Extrait à lire:
■ ■ ■

Aujourd’hui, toutes les tractations ont pour objet la durée de la période de transition jusqu’aux élections censées rendre le pouvoir aux civils, un, deux ou trois ans, mais aussi sur le type de personnalité qui la dirigera : un civil ? un militaire ? un militaire à la retraite, pour satisfaire tout le monde ? Mais ce qui est certain c’est que les travailleurs auraient bien tort de s’en remettre aux militaires. La junte est composée d’officiers supéreiurs. Le colonel Assimi Goïta, son dirigeant officiel, est le chef des forces spéciales. Son porte-parole, qui a lu la déclaration le jour du coup d’État, Ismaël Wagué, est le chef d’état-major de l’armée de l’air. Tous étaient partie prenante du système de corruption au sommet duquel trônait Ibrahim Boubacar Keïta. Tous aussi ont couvert les exactions de l’armée malienne contre les populations civiles.
Quant aux hommes politiques auxquels de futures élections pourraient permettre un jour d’accéder au pouvoir, ils ne valent guère mieux. Ibrahim Boubacar Keïta lui-même, aujourd’hui honni, était issu d’un tel processus en 2013, après la période de transition qui suivit le coup d’État ayant renversé Amadou Toumani Touré et déboucha sur des élections pilotées par la France et ses alliés régionaux.
Aujourd’hui, la seule garantie pour les travailleurs est de ne compter que sur eux-mêmes en se donnant leurs propres organisations.

■ ■ ■

Travail à faire:
A: Retranscrivez sans rien changer le passage de l'extrait sur la junte malienne, en partant des mots "Quant aux hommes" et en terminant après "ses alliés régionaux.".
B: D'après l'extrait sur la junte malienne, quelle fonction le colonel Assimi Goïta occupe-t-il dans l'armée ?

Lignes de données:
■ ■ ■

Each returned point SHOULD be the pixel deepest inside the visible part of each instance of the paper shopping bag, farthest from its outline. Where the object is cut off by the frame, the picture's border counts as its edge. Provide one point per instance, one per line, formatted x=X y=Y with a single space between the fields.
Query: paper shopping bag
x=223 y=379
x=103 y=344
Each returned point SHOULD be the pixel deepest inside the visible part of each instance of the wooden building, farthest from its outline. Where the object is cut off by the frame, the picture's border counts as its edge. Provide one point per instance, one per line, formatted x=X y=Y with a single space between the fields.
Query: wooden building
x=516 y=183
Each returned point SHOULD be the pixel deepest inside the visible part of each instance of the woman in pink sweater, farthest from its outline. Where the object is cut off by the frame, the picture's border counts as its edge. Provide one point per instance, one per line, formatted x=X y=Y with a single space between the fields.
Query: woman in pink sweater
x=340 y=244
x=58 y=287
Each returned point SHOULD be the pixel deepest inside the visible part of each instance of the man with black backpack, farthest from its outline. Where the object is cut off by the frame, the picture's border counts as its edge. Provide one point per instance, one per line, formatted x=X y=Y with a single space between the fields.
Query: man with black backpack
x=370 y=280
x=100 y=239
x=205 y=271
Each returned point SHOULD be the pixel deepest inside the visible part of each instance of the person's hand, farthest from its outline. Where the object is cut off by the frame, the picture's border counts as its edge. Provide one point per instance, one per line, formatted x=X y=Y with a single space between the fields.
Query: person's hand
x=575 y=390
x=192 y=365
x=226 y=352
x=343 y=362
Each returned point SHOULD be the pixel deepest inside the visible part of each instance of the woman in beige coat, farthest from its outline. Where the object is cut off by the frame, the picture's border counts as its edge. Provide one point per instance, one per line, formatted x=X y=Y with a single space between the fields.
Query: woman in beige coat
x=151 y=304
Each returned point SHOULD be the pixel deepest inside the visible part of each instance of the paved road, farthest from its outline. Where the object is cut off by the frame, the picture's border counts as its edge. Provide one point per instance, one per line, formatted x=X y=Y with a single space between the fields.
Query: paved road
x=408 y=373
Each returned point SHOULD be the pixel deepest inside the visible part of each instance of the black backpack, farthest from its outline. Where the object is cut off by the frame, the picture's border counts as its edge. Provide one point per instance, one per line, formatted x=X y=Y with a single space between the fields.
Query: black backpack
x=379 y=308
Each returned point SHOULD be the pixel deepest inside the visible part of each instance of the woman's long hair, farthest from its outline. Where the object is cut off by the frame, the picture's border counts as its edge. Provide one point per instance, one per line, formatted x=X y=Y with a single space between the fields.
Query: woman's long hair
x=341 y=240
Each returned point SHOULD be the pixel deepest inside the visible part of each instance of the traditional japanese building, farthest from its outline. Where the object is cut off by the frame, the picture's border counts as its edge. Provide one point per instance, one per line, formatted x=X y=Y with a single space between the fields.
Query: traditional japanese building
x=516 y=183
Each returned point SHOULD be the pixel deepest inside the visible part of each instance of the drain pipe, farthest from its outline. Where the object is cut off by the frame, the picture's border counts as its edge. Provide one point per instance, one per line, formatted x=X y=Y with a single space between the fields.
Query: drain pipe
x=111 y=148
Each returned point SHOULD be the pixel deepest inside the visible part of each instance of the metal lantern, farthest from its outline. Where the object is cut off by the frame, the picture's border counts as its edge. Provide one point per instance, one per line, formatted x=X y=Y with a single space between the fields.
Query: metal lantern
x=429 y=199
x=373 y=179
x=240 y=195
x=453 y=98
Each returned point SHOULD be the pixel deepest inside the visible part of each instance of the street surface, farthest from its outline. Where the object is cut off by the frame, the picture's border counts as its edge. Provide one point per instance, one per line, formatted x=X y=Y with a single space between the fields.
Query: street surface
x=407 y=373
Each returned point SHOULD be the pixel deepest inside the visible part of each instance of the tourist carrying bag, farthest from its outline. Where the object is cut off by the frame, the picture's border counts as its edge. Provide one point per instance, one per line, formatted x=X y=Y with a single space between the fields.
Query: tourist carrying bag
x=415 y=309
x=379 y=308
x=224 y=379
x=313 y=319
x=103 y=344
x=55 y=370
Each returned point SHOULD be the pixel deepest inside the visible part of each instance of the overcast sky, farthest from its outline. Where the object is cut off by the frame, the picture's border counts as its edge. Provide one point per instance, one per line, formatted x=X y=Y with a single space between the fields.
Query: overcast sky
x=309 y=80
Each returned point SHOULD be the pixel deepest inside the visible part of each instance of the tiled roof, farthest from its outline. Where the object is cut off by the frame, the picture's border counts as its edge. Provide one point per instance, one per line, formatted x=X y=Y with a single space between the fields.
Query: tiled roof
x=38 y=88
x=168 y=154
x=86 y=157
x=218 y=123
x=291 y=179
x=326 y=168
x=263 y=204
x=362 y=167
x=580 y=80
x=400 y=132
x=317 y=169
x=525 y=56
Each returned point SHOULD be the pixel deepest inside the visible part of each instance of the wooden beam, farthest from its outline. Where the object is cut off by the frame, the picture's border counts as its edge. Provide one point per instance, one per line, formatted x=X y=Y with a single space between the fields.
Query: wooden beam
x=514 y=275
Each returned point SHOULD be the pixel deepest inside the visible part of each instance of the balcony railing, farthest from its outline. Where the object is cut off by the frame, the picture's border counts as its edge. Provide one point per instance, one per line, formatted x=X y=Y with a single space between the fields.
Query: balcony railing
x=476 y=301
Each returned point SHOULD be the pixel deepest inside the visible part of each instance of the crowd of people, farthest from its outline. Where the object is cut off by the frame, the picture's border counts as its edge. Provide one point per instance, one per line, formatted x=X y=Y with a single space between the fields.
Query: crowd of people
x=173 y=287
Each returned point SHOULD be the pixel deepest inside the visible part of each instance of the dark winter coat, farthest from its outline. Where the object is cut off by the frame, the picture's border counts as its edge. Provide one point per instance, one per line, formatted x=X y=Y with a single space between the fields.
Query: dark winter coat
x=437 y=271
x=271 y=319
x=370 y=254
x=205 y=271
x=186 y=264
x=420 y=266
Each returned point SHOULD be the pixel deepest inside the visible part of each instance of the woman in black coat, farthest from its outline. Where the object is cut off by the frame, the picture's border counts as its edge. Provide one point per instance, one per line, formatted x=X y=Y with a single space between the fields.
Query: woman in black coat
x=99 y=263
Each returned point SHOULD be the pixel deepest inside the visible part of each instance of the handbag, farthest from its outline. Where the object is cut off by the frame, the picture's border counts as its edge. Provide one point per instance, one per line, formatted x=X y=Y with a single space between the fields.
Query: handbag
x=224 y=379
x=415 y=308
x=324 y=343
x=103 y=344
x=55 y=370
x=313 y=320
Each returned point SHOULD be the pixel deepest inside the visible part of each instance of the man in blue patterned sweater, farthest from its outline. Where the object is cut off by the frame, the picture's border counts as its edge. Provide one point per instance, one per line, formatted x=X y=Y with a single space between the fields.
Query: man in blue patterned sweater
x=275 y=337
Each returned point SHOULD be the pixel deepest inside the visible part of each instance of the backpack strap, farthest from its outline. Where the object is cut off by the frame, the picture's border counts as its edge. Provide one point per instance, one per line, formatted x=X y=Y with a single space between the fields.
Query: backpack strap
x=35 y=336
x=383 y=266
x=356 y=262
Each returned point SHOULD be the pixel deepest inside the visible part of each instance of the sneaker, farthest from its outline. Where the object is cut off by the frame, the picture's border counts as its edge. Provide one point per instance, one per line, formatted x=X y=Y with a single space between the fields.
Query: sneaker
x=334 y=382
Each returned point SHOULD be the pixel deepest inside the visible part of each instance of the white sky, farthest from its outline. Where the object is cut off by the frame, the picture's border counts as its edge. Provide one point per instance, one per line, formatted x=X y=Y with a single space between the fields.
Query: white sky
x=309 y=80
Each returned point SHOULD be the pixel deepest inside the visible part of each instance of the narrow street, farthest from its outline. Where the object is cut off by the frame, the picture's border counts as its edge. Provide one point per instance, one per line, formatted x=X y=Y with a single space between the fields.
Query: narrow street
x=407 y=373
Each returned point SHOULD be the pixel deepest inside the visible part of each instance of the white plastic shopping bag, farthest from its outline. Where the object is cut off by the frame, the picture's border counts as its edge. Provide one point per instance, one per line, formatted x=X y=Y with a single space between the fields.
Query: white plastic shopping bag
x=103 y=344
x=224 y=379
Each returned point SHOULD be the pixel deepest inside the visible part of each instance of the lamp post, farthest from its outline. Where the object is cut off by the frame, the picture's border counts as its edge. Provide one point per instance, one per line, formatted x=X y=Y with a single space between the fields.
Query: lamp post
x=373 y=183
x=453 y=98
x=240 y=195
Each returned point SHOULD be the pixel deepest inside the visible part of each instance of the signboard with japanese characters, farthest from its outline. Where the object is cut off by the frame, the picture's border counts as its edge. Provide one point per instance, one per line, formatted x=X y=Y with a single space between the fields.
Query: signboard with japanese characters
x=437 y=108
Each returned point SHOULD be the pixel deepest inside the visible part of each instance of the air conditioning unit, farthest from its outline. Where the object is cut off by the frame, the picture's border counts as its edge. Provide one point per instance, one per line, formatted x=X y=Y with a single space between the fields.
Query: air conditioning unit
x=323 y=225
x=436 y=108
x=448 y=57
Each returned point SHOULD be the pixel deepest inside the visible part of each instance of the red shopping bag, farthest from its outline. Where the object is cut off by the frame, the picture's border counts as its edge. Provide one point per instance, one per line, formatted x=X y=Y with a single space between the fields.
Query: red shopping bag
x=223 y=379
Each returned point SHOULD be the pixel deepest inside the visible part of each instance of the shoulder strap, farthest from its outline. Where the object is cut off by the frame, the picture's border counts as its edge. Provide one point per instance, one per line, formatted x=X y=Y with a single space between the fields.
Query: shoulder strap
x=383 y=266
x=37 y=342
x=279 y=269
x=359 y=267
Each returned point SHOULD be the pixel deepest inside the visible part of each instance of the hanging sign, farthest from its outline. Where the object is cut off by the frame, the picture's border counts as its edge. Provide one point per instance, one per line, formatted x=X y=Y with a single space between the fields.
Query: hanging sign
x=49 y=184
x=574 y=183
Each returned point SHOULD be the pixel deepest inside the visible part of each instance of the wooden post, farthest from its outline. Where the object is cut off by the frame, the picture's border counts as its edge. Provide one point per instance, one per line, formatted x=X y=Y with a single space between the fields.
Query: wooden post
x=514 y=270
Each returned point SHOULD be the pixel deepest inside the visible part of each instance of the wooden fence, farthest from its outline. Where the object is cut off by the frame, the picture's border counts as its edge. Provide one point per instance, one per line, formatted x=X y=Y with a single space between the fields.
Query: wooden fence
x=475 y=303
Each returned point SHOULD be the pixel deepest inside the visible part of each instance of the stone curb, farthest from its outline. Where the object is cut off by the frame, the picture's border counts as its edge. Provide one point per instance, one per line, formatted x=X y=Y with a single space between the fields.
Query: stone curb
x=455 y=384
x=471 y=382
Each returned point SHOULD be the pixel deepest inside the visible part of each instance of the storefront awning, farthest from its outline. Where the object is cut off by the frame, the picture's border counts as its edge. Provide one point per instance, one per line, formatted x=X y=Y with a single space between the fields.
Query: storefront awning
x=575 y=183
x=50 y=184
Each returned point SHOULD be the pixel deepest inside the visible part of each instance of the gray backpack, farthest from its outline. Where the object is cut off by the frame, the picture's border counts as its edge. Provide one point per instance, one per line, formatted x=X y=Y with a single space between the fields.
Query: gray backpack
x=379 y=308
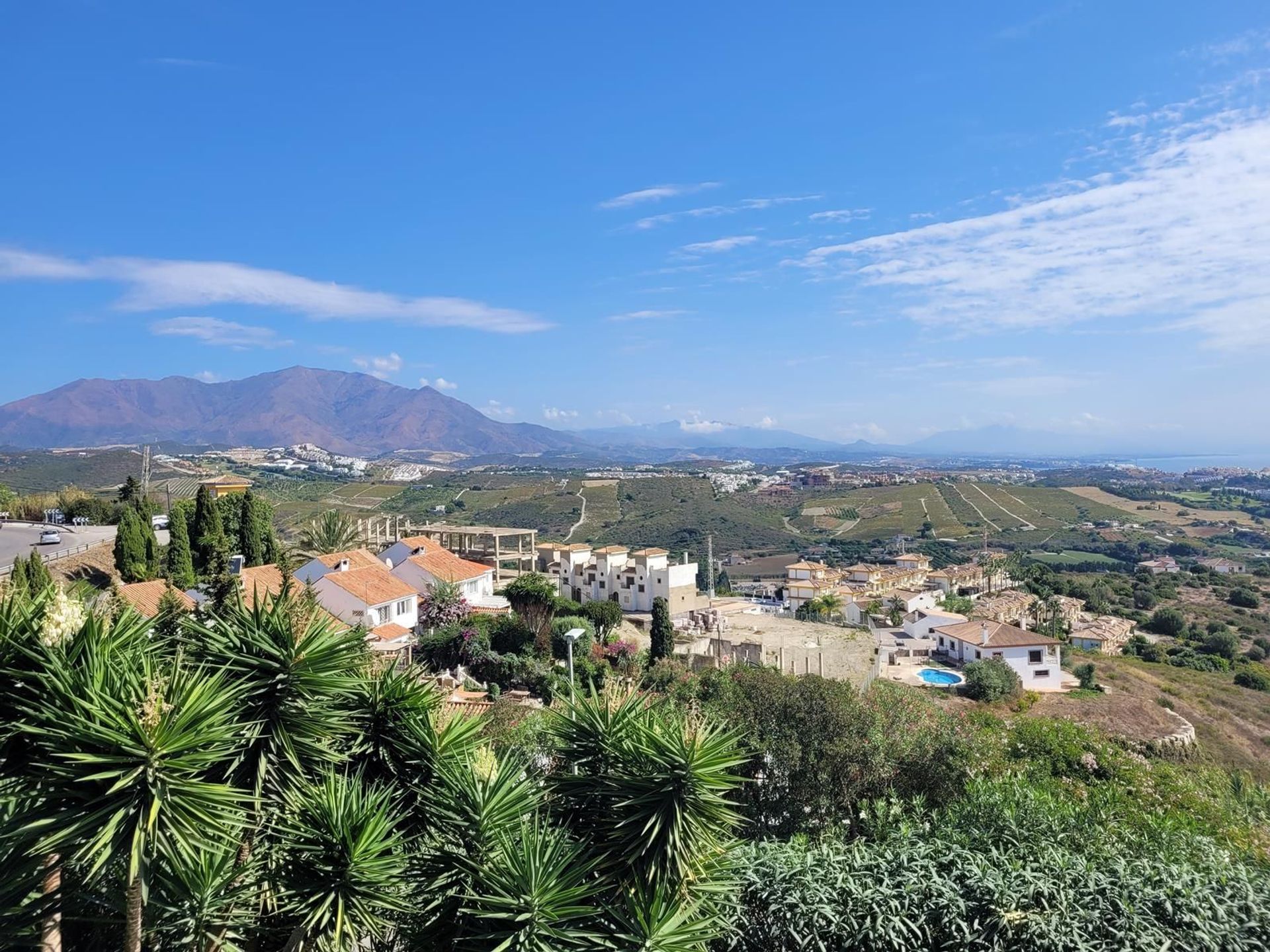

■ ■ ■

Résultats par tâche:
A:
Quant aux hommes politiques auxquels de futures élections pourraient permettre un jour d’accéder au pouvoir, ils ne valent guère mieux. Ibrahim Boubacar Keïta lui-même, aujourd’hui honni, était issu d’un tel processus en 2013, après la période de transition qui suivit le coup d’État ayant renversé Amadou Toumani Touré et déboucha sur des élections pilotées par la France et ses alliés régionaux.

B: Il est le chef des forces spéciales.